TASK BRIEF
In exact form, set down only those lines of the material that run from its first line to the line with "positive clicks: (228, 151)", inclusive.

· · · · · · ·

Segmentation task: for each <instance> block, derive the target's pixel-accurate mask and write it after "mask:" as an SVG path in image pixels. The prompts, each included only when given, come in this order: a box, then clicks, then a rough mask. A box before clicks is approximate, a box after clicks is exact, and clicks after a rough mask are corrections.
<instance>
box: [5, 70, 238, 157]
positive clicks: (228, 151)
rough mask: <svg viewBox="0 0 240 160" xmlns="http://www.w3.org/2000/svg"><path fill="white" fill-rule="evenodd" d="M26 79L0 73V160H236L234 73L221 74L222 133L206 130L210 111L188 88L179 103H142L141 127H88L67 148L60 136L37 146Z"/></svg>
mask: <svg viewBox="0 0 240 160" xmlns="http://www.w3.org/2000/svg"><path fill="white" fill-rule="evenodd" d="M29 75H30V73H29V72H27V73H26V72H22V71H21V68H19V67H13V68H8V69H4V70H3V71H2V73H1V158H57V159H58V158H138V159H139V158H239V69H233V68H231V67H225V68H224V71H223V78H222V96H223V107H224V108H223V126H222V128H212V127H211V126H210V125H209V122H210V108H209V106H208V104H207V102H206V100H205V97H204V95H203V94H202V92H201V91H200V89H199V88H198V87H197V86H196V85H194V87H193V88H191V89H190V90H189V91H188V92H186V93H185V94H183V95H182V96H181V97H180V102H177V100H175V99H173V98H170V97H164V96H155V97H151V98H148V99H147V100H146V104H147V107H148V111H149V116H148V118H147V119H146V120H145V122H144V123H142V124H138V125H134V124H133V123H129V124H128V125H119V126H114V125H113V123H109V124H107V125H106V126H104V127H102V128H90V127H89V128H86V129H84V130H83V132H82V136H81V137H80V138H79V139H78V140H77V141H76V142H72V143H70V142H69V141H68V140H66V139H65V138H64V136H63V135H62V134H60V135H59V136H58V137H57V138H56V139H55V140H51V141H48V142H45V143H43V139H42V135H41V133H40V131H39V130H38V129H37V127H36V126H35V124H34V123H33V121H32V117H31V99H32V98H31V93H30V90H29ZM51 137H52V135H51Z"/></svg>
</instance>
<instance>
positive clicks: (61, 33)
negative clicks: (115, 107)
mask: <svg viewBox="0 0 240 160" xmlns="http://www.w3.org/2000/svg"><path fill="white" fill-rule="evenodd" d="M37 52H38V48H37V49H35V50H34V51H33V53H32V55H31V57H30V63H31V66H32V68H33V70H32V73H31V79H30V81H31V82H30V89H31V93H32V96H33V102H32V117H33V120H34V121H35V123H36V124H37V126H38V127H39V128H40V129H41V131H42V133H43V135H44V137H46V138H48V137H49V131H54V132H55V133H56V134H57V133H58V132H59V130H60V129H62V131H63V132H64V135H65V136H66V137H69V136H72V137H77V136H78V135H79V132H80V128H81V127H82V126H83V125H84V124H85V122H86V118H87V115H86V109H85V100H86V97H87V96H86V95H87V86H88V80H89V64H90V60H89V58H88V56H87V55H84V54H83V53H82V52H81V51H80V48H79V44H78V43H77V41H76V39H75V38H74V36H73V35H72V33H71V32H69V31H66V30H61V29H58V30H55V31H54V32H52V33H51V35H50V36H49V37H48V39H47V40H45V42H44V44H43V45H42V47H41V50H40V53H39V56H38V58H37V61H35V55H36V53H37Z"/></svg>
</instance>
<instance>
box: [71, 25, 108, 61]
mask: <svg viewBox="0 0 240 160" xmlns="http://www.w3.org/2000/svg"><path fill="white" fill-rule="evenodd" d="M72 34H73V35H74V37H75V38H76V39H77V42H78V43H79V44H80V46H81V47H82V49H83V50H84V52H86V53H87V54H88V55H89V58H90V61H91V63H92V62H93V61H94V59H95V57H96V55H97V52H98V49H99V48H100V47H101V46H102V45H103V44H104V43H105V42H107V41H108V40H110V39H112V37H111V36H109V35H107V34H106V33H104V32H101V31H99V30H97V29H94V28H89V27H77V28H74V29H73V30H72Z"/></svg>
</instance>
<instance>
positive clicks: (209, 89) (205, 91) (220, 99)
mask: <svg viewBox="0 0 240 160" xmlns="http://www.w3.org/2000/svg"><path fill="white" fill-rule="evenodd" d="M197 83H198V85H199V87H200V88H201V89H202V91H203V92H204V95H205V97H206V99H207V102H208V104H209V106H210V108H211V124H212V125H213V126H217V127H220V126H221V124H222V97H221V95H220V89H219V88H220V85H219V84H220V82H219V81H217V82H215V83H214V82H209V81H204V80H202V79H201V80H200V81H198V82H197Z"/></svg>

· · · · · · ·

ANSWER TO THE PROBLEM
Segmentation task: for each <instance> block, derive the target's pixel-accurate mask and write it after "mask:" as an SVG path in image pixels. The prompts, each included only when given, come in this order: a box, then clicks, then a rough mask. A box before clicks is approximate, a box after clicks is exact, and clicks after a rough mask are corrections.
<instance>
box: [5, 70, 238, 157]
positive clicks: (228, 151)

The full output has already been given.